§ Aim of the task
In the comment thread about the painting, what are the size and orientation of the original piece?

Finally, your longitudinal crop makes it not only a 'panel', but an exquisite decorative leaf---as in a book leaf, where we imagine a whole collection of these in a book, or separated by tissue paper and stored in a box (as in the old silk album paintings from China). And the uppermost dragonfly has bejeweled wings, like a full set of stained glass all to itself; and some of your stems burgeon out, like the knots and furls of trees. Such variety! Why am I saying so much about a relatively small piece? Well, because it's chock full of riches, it brings to mind so much of what you do with this strange medium---ornery and self-propelled as it is---the poetry you coax out of it---even as it may fight you and try to divert you---and how much beauty you can pack into a relatively small space. In a word, Gorgeous.

romanceworks

11:04AM | Thu, 27 July 2017

Mark, thanks so much for your delightful and very insightful comment. I'm so glad you like this. The painting was a kind of journey into madness. I can't tell you how many times I left it because it was driving me nuts, only to come back again and again. Some works are like that, especially with those wild inks. I start out thinking I'm going one way and they take me another way, and it is an adventure that is often overwhelming and maddening when I try to control too much. Imagine being lost inside all those colors, and textures, and blobs, and stems and shapes. Finally the tangle of everything came into focus and I'm glad I stuck with it because I actually ended up loving the final work. The original piece is very large and vertical, and there was so much in the work that I could crop it in many ways to highlight more detail, and it became many different paintings within one.

§ Data records
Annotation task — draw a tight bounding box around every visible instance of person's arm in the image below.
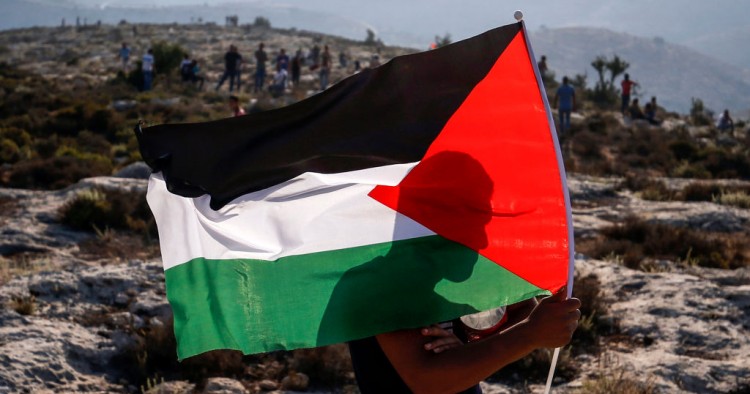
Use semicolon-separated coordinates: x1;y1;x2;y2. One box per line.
376;292;580;393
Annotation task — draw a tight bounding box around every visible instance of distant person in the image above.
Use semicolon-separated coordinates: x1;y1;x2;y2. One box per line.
310;44;320;70
320;45;332;90
291;49;304;87
643;102;661;126
537;55;548;77
556;75;576;134
141;49;156;92
370;55;380;68
180;53;193;82
276;49;289;73
117;42;130;73
214;45;242;93
253;42;268;92
234;46;244;91
620;74;638;113
190;59;205;90
628;99;646;120
716;109;734;132
229;95;245;116
268;68;289;97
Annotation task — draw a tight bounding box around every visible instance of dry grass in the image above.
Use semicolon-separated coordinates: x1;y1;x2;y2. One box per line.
576;216;750;269
0;253;54;286
575;367;659;394
10;295;36;316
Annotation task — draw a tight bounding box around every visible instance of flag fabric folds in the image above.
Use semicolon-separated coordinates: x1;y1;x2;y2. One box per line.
137;23;572;359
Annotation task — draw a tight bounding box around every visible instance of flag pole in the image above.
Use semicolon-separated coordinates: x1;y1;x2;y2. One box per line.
513;10;575;394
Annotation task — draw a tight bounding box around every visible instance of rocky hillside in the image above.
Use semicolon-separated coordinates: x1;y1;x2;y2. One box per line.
0;171;750;393
0;24;750;394
531;27;750;116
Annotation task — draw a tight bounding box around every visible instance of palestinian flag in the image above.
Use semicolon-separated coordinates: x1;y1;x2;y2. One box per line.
137;23;572;359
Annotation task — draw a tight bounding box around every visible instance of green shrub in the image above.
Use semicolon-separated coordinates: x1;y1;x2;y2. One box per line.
0;127;32;147
669;160;711;179
574;366;659;394
8;156;112;190
75;131;112;157
59;188;156;236
578;216;748;269
714;191;750;209
680;182;721;201
0;138;21;164
669;140;698;160
151;41;187;74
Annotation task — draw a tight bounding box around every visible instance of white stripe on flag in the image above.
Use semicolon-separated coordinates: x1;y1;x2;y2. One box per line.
147;163;434;270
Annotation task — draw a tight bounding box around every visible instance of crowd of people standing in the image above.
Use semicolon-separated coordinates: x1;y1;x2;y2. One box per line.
117;38;379;97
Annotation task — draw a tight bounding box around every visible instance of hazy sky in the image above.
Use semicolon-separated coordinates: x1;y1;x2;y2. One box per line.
66;0;750;41
10;0;750;72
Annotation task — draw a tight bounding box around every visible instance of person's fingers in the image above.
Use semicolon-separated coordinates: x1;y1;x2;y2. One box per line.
421;324;453;337
424;337;461;350
540;287;567;304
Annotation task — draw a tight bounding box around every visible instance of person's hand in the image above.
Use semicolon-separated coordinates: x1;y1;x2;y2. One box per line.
526;288;581;348
420;324;463;353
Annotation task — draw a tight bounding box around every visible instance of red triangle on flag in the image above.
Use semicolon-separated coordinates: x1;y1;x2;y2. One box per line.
370;31;572;292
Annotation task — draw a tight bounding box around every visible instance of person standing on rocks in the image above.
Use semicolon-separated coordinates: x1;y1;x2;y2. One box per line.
620;74;638;113
229;95;245;116
292;49;303;87
276;48;289;73
716;109;734;133
320;45;332;90
215;45;242;93
253;42;268;93
117;42;130;73
141;49;156;92
554;77;576;134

§ Output below
The original piece is very large and vertical.